= RECORDS FOR THIS EXERCISE =
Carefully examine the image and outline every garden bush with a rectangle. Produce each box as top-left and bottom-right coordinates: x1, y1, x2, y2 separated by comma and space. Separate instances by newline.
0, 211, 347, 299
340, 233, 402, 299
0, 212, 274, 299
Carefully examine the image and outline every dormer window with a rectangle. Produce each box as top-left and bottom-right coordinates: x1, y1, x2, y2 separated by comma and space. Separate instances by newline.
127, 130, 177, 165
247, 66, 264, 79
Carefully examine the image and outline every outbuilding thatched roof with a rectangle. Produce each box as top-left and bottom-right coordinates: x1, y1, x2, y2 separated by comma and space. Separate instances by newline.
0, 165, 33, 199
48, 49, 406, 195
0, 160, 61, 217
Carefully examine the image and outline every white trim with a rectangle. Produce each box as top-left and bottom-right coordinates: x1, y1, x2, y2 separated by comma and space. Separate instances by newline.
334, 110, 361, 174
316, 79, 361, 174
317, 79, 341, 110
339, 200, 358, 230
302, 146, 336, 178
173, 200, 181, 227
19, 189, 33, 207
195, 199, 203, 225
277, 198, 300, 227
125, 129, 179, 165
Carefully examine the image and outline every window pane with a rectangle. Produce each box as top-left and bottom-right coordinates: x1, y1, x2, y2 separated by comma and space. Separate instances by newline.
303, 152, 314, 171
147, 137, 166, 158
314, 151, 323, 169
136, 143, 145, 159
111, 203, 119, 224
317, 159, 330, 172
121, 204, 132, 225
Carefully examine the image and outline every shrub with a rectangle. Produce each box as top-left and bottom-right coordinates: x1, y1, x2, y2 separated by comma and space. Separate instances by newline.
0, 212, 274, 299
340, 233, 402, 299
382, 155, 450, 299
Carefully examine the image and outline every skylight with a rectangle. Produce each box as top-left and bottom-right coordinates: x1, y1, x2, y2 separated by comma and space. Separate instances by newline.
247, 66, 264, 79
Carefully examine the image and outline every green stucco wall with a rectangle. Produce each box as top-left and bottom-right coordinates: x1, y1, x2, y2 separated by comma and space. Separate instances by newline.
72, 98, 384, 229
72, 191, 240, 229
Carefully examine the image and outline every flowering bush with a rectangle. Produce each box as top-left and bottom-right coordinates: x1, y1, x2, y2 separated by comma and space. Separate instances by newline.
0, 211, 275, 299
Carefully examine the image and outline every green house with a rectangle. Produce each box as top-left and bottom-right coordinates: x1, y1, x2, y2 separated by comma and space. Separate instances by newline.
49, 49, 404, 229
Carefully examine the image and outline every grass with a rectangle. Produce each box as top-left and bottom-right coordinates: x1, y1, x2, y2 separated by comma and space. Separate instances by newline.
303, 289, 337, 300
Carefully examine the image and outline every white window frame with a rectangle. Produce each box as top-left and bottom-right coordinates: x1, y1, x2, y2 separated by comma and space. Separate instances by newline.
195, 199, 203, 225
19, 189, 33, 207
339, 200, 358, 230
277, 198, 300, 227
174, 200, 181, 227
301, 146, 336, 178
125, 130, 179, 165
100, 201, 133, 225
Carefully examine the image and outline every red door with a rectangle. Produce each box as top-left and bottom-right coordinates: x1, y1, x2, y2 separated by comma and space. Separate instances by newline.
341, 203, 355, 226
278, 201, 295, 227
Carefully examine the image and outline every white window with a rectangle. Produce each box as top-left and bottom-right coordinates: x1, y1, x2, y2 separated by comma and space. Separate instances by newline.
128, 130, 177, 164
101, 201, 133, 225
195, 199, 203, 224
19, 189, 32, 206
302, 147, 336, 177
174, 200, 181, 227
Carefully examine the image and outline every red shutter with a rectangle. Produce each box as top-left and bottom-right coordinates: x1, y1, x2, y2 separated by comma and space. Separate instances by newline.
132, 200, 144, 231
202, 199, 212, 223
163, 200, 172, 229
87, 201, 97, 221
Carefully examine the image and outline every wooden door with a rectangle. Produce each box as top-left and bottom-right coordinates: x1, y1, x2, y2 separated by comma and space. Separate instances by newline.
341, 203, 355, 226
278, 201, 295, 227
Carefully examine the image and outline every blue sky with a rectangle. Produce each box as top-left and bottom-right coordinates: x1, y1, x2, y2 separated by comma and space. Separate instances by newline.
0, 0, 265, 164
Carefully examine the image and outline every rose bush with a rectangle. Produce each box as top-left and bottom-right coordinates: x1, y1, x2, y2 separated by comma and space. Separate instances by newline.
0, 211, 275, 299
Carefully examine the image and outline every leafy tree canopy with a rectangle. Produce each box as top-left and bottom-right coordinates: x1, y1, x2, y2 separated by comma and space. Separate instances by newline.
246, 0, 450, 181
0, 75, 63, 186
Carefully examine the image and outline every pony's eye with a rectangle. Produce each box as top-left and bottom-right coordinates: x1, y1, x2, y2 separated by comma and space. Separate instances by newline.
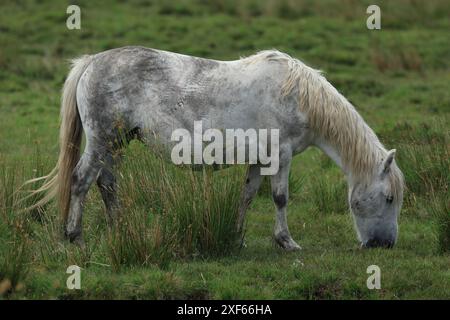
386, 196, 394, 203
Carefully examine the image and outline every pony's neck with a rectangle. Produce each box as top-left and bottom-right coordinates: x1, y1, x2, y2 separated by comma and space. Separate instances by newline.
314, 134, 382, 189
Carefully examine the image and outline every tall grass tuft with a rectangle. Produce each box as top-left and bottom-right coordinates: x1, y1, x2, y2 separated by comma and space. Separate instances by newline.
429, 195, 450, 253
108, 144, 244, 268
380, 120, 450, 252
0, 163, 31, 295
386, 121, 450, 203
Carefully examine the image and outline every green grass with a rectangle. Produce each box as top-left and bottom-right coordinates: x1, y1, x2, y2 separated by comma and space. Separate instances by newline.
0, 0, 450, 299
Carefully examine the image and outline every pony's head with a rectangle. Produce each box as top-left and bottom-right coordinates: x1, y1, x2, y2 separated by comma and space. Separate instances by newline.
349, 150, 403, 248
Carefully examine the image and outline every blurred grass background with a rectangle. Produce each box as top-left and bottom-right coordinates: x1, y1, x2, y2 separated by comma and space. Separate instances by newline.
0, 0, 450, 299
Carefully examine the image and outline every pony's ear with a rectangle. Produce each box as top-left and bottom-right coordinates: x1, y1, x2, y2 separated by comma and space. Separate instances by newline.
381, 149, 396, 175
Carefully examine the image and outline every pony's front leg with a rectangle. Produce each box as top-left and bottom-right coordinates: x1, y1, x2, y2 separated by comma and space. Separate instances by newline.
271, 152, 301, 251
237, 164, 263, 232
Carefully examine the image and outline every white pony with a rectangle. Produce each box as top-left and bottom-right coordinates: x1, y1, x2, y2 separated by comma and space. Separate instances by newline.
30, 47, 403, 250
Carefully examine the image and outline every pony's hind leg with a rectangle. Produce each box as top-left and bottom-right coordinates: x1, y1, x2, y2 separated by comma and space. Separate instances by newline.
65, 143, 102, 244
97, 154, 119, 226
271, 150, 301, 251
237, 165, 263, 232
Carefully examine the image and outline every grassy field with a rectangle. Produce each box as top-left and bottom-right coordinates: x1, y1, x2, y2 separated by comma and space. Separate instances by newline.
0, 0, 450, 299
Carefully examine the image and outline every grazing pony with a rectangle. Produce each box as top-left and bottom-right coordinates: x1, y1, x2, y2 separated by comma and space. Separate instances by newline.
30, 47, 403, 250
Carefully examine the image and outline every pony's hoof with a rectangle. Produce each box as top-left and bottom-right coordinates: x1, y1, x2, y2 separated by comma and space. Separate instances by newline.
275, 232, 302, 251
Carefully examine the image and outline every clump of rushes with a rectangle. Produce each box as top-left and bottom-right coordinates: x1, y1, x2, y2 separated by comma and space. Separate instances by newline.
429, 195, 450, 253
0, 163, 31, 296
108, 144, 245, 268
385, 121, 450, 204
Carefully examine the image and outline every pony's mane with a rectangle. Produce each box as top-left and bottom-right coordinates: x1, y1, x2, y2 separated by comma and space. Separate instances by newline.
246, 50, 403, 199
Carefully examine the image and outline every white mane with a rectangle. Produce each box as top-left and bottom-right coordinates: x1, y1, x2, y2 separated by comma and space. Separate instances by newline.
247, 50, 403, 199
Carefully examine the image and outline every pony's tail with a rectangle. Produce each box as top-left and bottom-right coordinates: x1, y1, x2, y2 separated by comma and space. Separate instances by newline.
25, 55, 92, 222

= AIM =
Copy out, word for word, the part of the entries that begins with the line containing "Carefully examine the image and outline every grazing" and continues through the end of the entries, including both of those ends.

= ANSWER IN FULL =
Carefully examine the image and outline every grazing pony with a rectangle. Produce each box as top-left and bottom-right coordinates: x1, y1, x2, y2 separated by comma and space. Separate instances by newline.
30, 47, 403, 250
Carefully examine the image and outline every pony's hoof with a rectangle. Produce each box as top-left and bottom-right coordinates: x1, y1, x2, y2 separated by comma and space. Separate instances by newline.
275, 232, 302, 251
Carefully examine the image and outline every clump of rushes with a rectangle. Produce each box as top-left and bottom-right coordinates: x1, y1, x2, y2 separated by comma and space. Separate instances by newline.
429, 195, 450, 253
0, 163, 31, 296
108, 144, 245, 268
385, 121, 450, 204
Carefully examine the image and outline every pony's mane with a rectangle. Produce each box as top-left and bottom-right coordinates: x1, y1, x2, y2 separated by comma and space. Separate instances by newline.
246, 50, 403, 199
Carefully examine the image and outline every white mane with a rectangle. Produce each box as top-left and bottom-right coordinates: x1, y1, x2, y2 separated by comma and space. Separate instances by newline.
247, 50, 403, 199
Carefully examine the image and outline every pony's tail with a rectangle. Produce each box as top-left and bottom-right coordinates: x1, y1, x2, y2 separated by comma and space. Separate instances by newline.
25, 55, 92, 222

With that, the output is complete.